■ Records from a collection
►

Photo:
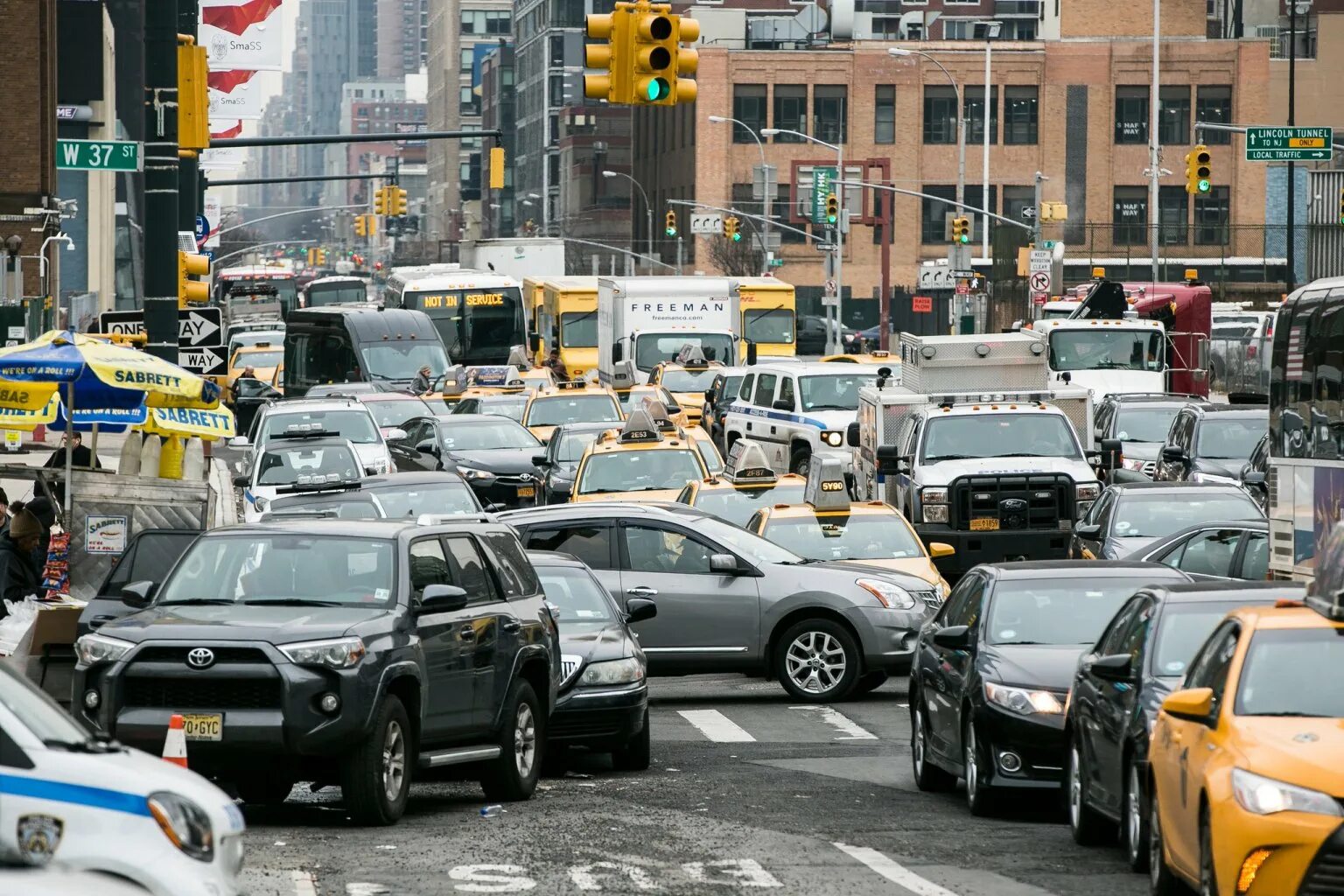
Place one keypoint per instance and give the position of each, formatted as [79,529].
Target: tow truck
[827,526]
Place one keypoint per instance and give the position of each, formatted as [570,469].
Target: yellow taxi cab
[1248,760]
[745,485]
[827,526]
[637,462]
[573,402]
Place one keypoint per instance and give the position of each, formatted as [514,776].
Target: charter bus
[246,278]
[1306,476]
[478,315]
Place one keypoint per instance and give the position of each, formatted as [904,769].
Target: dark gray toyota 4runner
[336,652]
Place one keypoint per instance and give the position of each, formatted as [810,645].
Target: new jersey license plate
[203,725]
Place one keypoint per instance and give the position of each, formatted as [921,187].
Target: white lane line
[892,871]
[715,725]
[848,727]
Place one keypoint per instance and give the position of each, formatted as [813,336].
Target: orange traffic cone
[175,745]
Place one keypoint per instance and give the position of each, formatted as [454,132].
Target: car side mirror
[1191,704]
[137,594]
[640,609]
[953,637]
[441,598]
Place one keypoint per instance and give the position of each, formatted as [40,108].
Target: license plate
[203,725]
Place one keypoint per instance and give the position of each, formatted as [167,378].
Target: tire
[1088,826]
[512,775]
[817,662]
[980,797]
[634,755]
[1133,832]
[929,777]
[376,775]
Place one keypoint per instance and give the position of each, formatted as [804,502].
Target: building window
[1130,216]
[933,215]
[976,115]
[1132,115]
[1172,215]
[1215,107]
[940,115]
[790,112]
[830,112]
[885,115]
[1213,214]
[747,108]
[1020,103]
[1173,115]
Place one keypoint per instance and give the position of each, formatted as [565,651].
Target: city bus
[769,315]
[246,280]
[479,315]
[1306,476]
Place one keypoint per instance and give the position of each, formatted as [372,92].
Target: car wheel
[978,795]
[929,777]
[1136,820]
[634,755]
[512,775]
[1085,823]
[817,662]
[376,775]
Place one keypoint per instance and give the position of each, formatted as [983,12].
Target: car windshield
[1057,610]
[284,569]
[306,465]
[1155,514]
[1284,672]
[1105,349]
[577,594]
[1144,424]
[480,436]
[832,391]
[640,471]
[1230,438]
[554,410]
[354,424]
[683,381]
[737,506]
[985,436]
[396,411]
[845,537]
[1183,629]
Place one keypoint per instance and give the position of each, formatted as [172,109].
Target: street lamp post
[835,341]
[648,208]
[765,187]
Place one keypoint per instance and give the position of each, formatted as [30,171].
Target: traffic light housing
[192,291]
[1199,171]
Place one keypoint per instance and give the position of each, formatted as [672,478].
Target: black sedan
[602,702]
[992,669]
[492,453]
[1117,690]
[556,469]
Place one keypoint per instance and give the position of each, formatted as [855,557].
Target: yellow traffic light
[1199,171]
[192,291]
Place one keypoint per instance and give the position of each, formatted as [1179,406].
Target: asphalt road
[747,793]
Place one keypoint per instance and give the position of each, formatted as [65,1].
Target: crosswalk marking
[715,725]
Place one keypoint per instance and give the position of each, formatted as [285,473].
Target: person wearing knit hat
[18,572]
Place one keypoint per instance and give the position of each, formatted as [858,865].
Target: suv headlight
[333,653]
[185,823]
[93,649]
[890,595]
[1022,700]
[1265,795]
[613,672]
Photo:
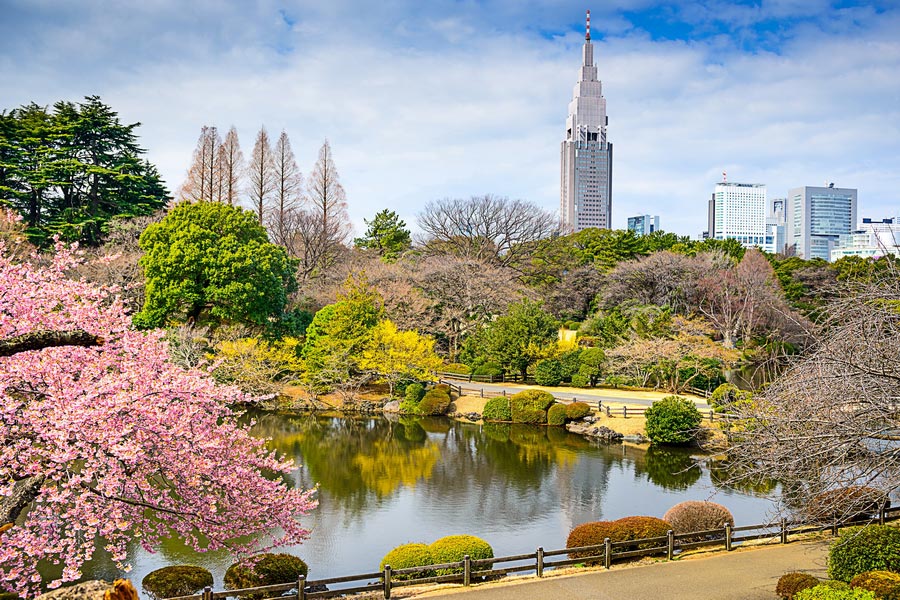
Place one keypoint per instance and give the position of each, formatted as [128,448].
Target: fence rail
[469,570]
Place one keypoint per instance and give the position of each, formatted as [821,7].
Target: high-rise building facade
[586,162]
[737,211]
[643,224]
[816,217]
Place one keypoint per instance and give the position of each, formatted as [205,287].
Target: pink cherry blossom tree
[103,439]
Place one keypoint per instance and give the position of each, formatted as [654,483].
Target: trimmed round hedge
[407,556]
[454,548]
[857,550]
[266,569]
[791,583]
[577,410]
[556,416]
[695,515]
[497,409]
[179,580]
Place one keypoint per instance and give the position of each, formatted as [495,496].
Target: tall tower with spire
[586,162]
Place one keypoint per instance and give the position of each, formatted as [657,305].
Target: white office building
[586,154]
[816,218]
[737,211]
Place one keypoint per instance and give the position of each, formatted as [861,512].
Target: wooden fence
[469,570]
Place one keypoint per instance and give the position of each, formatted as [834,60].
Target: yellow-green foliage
[265,569]
[407,556]
[454,548]
[255,365]
[180,580]
[885,584]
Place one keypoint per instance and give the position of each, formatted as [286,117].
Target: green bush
[694,515]
[556,416]
[826,592]
[407,556]
[488,369]
[885,584]
[454,548]
[857,550]
[414,393]
[434,402]
[264,569]
[181,580]
[577,410]
[497,409]
[579,380]
[672,420]
[791,583]
[548,372]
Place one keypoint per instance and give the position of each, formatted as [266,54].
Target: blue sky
[426,100]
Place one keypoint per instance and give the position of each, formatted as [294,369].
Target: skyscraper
[816,217]
[586,161]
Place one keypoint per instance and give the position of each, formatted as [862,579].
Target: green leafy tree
[672,420]
[70,170]
[386,234]
[212,262]
[524,335]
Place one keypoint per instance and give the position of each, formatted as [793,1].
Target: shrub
[556,416]
[454,548]
[884,584]
[791,583]
[579,380]
[694,515]
[857,550]
[577,410]
[181,580]
[672,420]
[488,370]
[497,409]
[414,393]
[434,402]
[407,556]
[457,369]
[265,569]
[827,592]
[548,372]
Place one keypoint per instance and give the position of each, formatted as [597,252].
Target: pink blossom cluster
[130,446]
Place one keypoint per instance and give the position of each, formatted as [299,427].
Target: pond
[385,482]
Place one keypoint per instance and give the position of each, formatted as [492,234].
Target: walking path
[744,574]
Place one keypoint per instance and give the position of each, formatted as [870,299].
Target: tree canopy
[69,170]
[211,261]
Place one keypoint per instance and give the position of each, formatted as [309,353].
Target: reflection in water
[388,481]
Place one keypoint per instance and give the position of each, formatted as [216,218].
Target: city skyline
[788,94]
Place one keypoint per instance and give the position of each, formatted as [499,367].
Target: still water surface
[384,482]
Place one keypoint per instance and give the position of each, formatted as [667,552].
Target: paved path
[746,574]
[590,395]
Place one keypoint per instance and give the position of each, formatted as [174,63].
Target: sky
[443,99]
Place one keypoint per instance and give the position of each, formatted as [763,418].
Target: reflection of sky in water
[517,494]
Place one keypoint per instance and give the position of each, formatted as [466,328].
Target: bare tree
[486,228]
[261,174]
[829,427]
[230,163]
[288,192]
[203,176]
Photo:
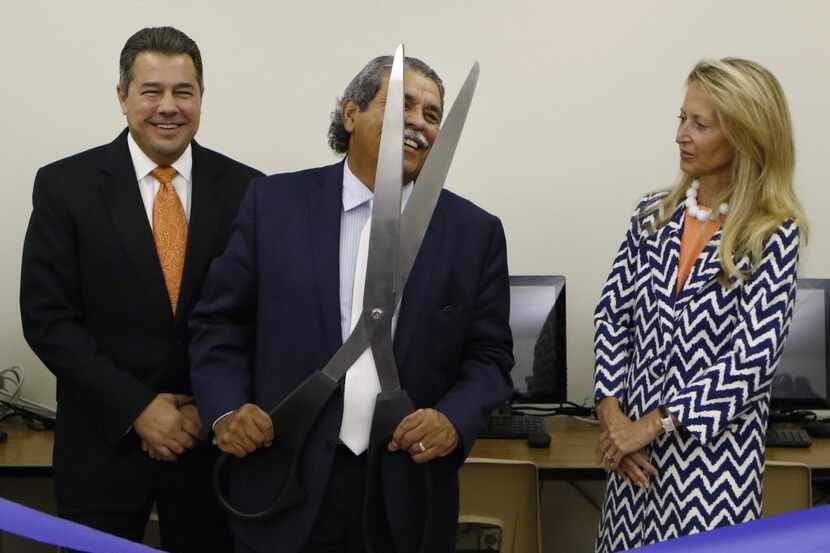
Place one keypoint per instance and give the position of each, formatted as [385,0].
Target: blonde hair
[755,119]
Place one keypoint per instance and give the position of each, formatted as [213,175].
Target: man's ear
[122,99]
[350,109]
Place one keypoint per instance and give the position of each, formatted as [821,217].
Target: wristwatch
[666,421]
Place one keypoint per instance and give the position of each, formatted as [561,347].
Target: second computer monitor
[537,319]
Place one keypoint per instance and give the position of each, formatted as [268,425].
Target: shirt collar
[143,165]
[355,193]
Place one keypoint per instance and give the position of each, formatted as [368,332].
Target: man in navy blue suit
[279,302]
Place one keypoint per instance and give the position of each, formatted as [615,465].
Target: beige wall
[574,117]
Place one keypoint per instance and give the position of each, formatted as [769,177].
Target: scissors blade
[381,265]
[421,204]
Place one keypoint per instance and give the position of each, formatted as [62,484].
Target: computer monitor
[802,378]
[537,319]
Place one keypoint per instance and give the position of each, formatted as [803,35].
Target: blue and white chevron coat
[708,355]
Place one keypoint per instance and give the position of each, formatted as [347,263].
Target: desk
[572,453]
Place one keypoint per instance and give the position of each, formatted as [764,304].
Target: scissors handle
[394,470]
[293,419]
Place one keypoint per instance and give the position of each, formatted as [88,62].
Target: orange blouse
[696,234]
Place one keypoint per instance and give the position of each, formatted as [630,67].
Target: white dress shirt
[148,185]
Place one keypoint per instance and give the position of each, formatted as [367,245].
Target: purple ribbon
[806,531]
[32,524]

◄

■ GIVEN REQUEST
Can you reproduce every line from the one containing "formatted as [88,62]." through the end of the items, inclusive? Keep the lines that ask for keypoints unchanged, but scale each answer's point coordinates by 1.9 and round them to whole numbers, with halves going up.

■ COMPLETED TASK
Place one keypoint per instance and give the position of each, formatted as [88,62].
Target: orange blouse
[1322,445]
Place one keypoint per instance and give the position of each, formatted as [630,67].
Target: white dress shirt
[281,352]
Place one keypoint per instance and give the position of each, formatted as [367,245].
Target: purple ribbon
[1531,1009]
[61,996]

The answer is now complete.